Bunions — also known by the medical name hallux valgus — are a bony deformity of the joint at the base of the big toe. They appear as a bump on the side of the foot, caused by misalignment of the big toe and the long bone (first metatarsal bone) connecting it to the ankle. When bunions cause significant pain and discomfort or interfere with walking, surgery can be performed to realign the bones.

However, for many patients, bunions gradually return after surgery. Previous studies have suggests recurrence rates of up to 25%.

South Korean investigators Dr Chul Hyun Park, of Yeungnam University Medical Center, and Dr Woo-Chun Lee, of Injie University Seoul Paik Hospital, wanted to find out whether measurements made on routine non-weight-bearing X-rays after surgery could predict the risk of recurrence in the months after the procedure.

The study included 93 patients who had bunion surgery on a total of 117 feet.

The researchers analysed changes in the hallux valgus angle, the intermetatarsal angle and sesamoid position over time. From this, they determined the relative risks of recurrence.

At an average follow-up of two years, the bunion recurrence rate was 17%. Recurrence was defined as a hallux valgus angle (HVA) — the angle formed by the toe bone and first metatarsal bone — of 20 degrees or more.

**Excerpted records:**
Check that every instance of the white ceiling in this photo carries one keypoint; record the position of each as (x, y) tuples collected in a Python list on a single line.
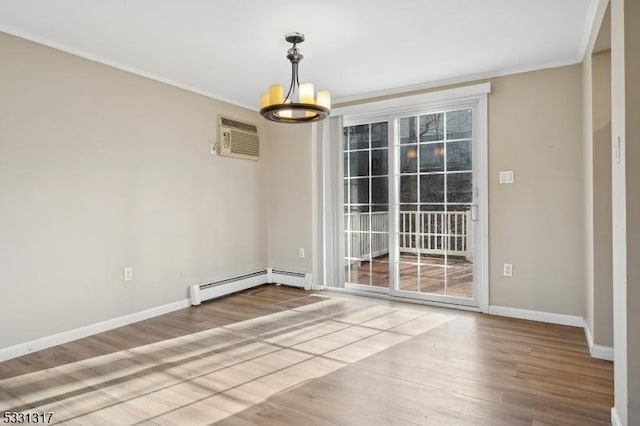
[(233, 49)]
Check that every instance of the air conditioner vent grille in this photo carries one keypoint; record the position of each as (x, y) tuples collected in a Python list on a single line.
[(245, 143), (227, 122)]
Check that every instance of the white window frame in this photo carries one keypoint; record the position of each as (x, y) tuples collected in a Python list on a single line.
[(442, 99)]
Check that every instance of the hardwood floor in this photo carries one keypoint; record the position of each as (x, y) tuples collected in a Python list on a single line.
[(426, 275), (277, 355)]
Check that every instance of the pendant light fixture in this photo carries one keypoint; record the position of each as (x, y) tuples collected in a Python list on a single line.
[(300, 105)]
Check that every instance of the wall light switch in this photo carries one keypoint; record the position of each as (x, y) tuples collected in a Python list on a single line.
[(507, 270), (128, 273), (506, 176)]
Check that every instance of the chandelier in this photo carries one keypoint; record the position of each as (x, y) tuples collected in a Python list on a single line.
[(300, 105)]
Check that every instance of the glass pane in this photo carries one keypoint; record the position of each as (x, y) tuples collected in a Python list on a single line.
[(432, 127), (360, 273), (379, 162), (409, 159), (460, 282), (379, 190), (347, 247), (459, 124), (432, 157), (408, 130), (380, 223), (379, 135), (459, 187), (345, 163), (408, 227), (361, 246), (380, 208), (408, 189), (459, 156), (346, 191), (359, 221), (380, 273), (359, 137), (432, 188), (408, 276), (432, 279), (345, 138), (359, 191), (359, 163)]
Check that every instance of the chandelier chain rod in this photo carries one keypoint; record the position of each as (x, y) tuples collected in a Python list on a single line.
[(294, 81)]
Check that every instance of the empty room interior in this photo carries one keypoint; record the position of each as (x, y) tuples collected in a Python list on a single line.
[(328, 213)]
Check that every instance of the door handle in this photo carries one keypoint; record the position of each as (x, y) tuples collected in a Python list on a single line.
[(474, 212)]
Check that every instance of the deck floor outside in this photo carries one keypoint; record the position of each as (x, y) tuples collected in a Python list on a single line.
[(426, 275)]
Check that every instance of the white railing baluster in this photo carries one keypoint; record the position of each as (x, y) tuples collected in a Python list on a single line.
[(426, 232)]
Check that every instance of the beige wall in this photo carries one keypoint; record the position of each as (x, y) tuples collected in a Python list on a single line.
[(587, 190), (290, 196), (625, 96), (101, 169), (601, 166), (632, 201), (537, 223)]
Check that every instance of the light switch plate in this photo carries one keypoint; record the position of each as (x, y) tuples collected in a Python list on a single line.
[(506, 176), (507, 270)]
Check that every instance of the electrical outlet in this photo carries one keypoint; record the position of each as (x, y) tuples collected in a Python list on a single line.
[(506, 176), (507, 270)]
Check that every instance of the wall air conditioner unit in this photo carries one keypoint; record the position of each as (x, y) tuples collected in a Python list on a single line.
[(238, 139)]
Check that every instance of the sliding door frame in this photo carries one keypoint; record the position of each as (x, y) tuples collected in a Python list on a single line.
[(474, 97)]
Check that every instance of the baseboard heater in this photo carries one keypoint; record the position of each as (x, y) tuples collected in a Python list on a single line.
[(201, 292)]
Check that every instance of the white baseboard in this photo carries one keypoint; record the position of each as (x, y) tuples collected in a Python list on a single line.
[(88, 330), (291, 278), (615, 418), (597, 351), (549, 317), (298, 279)]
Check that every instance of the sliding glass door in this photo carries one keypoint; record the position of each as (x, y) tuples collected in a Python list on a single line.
[(366, 206), (410, 205)]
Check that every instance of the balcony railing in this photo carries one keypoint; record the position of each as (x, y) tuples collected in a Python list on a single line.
[(425, 232)]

**Exercise tasks:**
**1)** Name every measurement that, according to the text on bunion recurrence, the researchers tracked over time.
**2)** Write the next part of the text on bunion recurrence after surgery, beginning after its last sentence.
The rows have no connection to the text on bunion recurrence.

**Responses to the exercise:**
**1)** The hallux valgus angle, the intermetatarsal angle, and sesamoid position.

**2)**
Results showed that patients with larger preoperative and postoperative HVAs were at higher risk of recurrence. Bunions were 28 times more likely to recur when the postoperative HVA was eight degrees or larger than when the HVA was less than eight degrees. The HVA continued to widen over time in patients with recurrent bunions, but stabilised at six months in those without recurrence.

Other factors associated with increased recurrence risk included severe bunions with a preoperative HVA of 40 degrees or larger and the position of a pair of small bones (sesamoids) under the joint on postoperative X-rays.

If future studies confirm their results, the researchers believe that X-rays taken during surgery might help develop guidelines for “satisfactory correction” of bunions — in particular, ensuring that surgery corrects the HVA to eight degrees or less.

The findings have been published in the Journal of Bone & Joint Surgery.